* [Reading passage]

I’ve seen several recent debates about grant funding, arguments about whether this or that scientist’s work is “useless” and shouldn’t get funded. Wading into the specifics is a bit more political than I want to get on this blog right now, and if you’re looking for a general defense of basic science there are plenty to choose from. I’d like to focus on a different part, one where I think the sort of people who want to de-fund “useless” research are wildly overoptimistic.
People who call out “useless” research act as if government science funding works in a simple, straightforward way: scientists say what they want to work on, the government chooses which projects it thinks are worth funding, and the scientists the government chooses get paid.
This may be a (rough) picture of how grants are assigned. For big experiments and grants with very specific purposes, it’s reasonably accurate. But for the bulk of grants distributed among individual scientists, it ignores what happens to the money on the ground, after the scientists get it.
The simple fact of the matter is that what a grant is “for” doesn’t have all that much influence on what it gets spent on. In most cases, scientists work on what they want to, and find ways to pay for it.

* [Raw data]
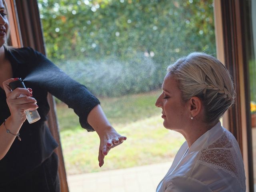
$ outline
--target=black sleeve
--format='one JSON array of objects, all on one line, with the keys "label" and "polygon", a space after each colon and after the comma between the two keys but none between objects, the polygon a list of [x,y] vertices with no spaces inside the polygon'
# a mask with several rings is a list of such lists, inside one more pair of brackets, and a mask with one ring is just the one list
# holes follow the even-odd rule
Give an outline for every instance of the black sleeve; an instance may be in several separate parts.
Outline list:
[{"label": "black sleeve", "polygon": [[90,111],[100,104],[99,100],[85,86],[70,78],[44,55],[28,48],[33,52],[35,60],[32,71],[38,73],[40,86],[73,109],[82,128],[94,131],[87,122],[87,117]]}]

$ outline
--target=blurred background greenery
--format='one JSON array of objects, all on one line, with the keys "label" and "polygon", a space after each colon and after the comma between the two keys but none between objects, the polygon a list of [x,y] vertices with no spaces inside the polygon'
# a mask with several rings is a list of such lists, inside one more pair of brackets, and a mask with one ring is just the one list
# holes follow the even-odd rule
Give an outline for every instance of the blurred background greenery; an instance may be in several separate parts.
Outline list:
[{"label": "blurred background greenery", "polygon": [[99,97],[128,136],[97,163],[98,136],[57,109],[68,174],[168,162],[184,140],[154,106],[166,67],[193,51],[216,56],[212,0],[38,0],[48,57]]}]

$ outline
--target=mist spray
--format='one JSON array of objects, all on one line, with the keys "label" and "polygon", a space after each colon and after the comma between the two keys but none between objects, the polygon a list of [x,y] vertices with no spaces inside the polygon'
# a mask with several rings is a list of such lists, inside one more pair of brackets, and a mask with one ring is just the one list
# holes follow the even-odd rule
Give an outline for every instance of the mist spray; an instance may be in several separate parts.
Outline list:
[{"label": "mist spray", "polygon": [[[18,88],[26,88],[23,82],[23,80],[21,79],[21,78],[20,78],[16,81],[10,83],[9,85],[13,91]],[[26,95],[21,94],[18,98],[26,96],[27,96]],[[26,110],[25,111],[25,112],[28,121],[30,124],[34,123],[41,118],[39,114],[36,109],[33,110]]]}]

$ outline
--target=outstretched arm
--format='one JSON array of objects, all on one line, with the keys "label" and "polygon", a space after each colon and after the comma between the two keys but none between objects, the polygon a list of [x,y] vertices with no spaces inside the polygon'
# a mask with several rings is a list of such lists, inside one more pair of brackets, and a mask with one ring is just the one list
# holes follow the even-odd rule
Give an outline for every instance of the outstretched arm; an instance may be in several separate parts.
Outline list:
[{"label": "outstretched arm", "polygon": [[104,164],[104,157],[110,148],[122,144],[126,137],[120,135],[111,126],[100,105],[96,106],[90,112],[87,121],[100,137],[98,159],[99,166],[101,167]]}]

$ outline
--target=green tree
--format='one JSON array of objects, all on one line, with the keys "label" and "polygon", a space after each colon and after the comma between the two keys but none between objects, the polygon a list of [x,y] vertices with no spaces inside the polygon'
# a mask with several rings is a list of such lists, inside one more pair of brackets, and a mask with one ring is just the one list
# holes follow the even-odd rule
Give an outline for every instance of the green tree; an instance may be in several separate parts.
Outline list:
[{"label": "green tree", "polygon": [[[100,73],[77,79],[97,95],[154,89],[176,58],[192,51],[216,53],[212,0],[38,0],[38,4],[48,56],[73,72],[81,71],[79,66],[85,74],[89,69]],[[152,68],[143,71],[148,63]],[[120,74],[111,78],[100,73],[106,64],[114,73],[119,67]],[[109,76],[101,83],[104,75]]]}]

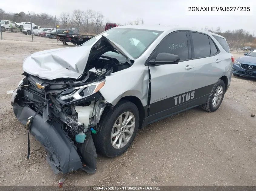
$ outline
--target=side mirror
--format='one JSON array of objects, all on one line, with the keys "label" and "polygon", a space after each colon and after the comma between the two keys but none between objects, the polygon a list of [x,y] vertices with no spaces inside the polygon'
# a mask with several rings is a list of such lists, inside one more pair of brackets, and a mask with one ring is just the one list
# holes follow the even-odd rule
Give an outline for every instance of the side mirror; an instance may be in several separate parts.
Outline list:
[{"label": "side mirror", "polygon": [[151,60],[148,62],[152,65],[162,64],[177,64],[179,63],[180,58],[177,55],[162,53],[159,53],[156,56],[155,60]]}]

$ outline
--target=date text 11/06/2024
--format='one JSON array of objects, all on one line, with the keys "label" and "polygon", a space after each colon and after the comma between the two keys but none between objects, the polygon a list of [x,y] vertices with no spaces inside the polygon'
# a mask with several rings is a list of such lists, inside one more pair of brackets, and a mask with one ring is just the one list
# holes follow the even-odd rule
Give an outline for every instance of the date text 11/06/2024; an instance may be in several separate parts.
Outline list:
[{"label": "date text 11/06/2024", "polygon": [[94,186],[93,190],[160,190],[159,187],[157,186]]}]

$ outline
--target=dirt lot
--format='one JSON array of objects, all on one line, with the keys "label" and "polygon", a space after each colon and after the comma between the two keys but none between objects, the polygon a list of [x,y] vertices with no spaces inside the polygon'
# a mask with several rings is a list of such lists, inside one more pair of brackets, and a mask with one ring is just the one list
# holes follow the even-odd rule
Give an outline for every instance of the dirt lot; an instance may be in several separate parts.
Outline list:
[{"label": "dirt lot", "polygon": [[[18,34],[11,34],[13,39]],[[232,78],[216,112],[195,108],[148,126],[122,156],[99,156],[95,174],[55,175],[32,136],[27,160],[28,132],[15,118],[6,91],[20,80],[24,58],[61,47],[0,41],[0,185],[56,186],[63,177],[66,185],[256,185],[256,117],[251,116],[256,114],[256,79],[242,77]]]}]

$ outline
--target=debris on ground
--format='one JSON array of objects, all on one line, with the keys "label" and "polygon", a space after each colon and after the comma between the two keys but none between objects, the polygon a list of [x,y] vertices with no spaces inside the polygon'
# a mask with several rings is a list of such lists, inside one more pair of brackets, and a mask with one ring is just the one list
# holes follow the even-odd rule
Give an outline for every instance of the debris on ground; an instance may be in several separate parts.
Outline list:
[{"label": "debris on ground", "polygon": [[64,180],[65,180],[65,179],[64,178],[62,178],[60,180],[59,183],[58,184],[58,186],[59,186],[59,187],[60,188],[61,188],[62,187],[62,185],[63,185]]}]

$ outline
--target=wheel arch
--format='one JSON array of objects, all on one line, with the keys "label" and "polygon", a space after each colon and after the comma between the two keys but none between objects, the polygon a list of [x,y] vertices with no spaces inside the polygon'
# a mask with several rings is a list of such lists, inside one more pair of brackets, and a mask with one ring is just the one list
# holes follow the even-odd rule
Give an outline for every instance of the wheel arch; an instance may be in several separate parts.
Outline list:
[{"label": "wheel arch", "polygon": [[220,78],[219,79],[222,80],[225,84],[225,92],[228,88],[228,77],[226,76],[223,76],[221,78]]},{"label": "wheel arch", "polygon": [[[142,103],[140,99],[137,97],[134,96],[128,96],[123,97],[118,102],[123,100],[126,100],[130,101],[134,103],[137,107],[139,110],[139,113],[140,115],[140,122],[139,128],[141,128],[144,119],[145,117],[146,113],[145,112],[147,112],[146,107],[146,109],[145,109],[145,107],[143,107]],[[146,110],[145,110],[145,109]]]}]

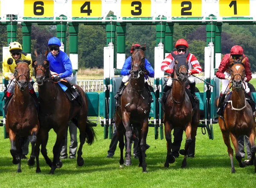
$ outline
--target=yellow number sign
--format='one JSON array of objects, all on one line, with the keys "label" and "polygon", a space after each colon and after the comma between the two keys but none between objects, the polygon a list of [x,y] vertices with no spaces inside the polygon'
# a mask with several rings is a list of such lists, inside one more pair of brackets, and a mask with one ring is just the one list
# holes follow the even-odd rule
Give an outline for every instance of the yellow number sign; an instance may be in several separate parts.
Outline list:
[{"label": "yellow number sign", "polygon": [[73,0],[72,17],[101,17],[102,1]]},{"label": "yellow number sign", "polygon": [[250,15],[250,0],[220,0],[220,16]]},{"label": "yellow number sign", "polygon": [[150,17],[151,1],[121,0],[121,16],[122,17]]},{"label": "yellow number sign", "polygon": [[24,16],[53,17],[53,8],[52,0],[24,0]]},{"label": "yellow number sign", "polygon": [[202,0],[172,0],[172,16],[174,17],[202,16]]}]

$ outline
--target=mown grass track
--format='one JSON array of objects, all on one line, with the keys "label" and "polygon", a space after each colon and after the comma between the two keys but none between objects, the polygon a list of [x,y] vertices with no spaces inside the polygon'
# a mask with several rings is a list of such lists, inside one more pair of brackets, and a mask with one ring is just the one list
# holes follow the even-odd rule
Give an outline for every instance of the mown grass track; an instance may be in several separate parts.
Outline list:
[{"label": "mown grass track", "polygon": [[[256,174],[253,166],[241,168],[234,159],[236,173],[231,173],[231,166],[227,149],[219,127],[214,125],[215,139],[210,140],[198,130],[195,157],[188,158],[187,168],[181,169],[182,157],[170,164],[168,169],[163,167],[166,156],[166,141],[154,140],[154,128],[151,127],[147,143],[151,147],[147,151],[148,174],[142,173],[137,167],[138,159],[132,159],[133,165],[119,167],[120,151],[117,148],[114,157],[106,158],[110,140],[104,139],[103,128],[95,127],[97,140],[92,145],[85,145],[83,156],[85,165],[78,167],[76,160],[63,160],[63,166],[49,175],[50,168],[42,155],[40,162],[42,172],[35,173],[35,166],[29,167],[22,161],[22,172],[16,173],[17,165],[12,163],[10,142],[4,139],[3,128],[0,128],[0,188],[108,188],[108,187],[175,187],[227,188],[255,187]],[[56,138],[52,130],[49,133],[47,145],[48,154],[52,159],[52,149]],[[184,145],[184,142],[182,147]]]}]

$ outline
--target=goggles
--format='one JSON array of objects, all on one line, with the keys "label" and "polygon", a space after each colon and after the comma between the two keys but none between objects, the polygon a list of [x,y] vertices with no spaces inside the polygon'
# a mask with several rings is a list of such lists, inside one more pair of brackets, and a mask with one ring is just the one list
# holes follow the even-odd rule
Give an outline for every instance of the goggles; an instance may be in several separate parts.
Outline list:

* [Work to do]
[A] Answer these questions about the passage on grant funding.
(i) For which kinds of grants does the writer call the simple picture of funding reasonably accurate?
(ii) For the bulk of grants to individual scientists, what does that picture ignore?
(iii) In most cases, what do scientists work on?
[B] Retype the part of the passage on grant funding starting with "I’ve seen several" and going on through "are wildly overoptimistic.".

* [Solution list]
[A]
(i) Big experiments and grants with very specific purposes.
(ii) What happens to the money on the ground, after the scientists get it.
(iii) What they want to, and they find ways to pay for it.

[B]
I’ve seen several recent debates about grant funding, arguments about whether this or that scientist’s work is “useless” and shouldn’t get funded. Wading into the specifics is a bit more political than I want to get on this blog right now, and if you’re looking for a general defense of basic science there are plenty to choose from. I’d like to focus on a different part, one where I think the sort of people who want to de-fund “useless” research are wildly overoptimistic.